* **Material to process**
════════════════
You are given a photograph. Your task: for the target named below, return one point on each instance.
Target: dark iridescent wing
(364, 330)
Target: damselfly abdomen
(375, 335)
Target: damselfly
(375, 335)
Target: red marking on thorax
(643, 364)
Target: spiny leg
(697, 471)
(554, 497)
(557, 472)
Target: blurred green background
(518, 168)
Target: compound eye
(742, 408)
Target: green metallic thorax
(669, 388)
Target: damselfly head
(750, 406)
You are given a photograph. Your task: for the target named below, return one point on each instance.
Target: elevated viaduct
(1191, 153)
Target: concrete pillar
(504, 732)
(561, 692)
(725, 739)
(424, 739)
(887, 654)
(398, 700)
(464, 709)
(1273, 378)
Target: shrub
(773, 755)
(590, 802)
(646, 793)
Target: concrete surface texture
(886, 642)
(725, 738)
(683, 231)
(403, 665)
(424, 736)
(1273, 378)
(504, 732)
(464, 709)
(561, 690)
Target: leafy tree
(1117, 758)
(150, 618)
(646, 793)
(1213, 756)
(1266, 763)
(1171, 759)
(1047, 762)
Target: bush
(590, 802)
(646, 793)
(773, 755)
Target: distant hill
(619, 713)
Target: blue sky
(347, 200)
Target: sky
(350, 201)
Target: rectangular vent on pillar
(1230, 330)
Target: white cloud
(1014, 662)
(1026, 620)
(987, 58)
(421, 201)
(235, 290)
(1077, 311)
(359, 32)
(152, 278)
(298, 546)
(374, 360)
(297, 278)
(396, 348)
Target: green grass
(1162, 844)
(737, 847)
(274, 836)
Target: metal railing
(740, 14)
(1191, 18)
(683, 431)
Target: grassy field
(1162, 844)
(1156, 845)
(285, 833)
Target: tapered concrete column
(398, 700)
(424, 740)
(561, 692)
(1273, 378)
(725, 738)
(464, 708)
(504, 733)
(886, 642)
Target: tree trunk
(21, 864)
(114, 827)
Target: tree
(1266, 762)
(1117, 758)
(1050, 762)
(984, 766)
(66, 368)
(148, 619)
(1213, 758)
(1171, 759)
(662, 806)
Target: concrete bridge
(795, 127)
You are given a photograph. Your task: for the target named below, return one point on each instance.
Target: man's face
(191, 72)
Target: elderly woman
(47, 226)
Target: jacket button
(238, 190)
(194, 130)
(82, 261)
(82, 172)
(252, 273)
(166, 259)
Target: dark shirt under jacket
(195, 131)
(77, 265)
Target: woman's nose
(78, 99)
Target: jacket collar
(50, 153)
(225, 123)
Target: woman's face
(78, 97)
════════════════
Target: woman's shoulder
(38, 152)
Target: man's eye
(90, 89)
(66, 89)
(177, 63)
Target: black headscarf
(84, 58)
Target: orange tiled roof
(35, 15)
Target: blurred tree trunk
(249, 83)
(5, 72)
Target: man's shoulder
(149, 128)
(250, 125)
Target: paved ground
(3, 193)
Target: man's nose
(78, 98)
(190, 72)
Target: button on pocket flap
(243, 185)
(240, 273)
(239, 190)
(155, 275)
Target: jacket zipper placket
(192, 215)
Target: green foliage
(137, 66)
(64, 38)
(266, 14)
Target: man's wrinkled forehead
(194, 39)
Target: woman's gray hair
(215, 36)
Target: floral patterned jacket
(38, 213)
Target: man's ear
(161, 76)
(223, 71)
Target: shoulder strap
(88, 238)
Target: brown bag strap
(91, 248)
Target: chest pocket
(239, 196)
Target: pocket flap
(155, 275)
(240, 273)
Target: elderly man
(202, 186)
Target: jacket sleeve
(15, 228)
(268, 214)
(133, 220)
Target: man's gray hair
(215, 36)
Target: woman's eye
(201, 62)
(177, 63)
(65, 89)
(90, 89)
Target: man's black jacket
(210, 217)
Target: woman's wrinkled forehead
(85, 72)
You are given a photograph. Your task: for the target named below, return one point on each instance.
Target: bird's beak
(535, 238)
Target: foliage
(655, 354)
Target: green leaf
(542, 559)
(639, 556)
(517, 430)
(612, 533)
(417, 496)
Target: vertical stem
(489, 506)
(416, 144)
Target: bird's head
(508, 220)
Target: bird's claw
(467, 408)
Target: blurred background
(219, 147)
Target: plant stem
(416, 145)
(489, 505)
════════════════
Copy the lines above without any changes, starting at the line that contains "Target: compound eye" and ending at the line that contains "(1047, 762)". Include both of those lines.

* **The completed task**
Target: compound eye
(742, 408)
Target: green metallic thorax
(669, 388)
Target: damselfly head
(750, 406)
You are given a photograph. Your task: for the target named below, return one point on each instance.
Target: elevated viaduct
(1191, 153)
Target: concrete pillar
(504, 732)
(561, 692)
(725, 739)
(424, 739)
(887, 654)
(398, 700)
(464, 709)
(1273, 378)
Target: shrub
(773, 755)
(590, 802)
(646, 793)
Target: concrete surface texture
(886, 642)
(725, 738)
(683, 231)
(403, 665)
(424, 736)
(1273, 378)
(504, 732)
(464, 709)
(561, 690)
Target: leafy tree
(1117, 758)
(150, 618)
(646, 793)
(1213, 756)
(1266, 763)
(1171, 759)
(1047, 762)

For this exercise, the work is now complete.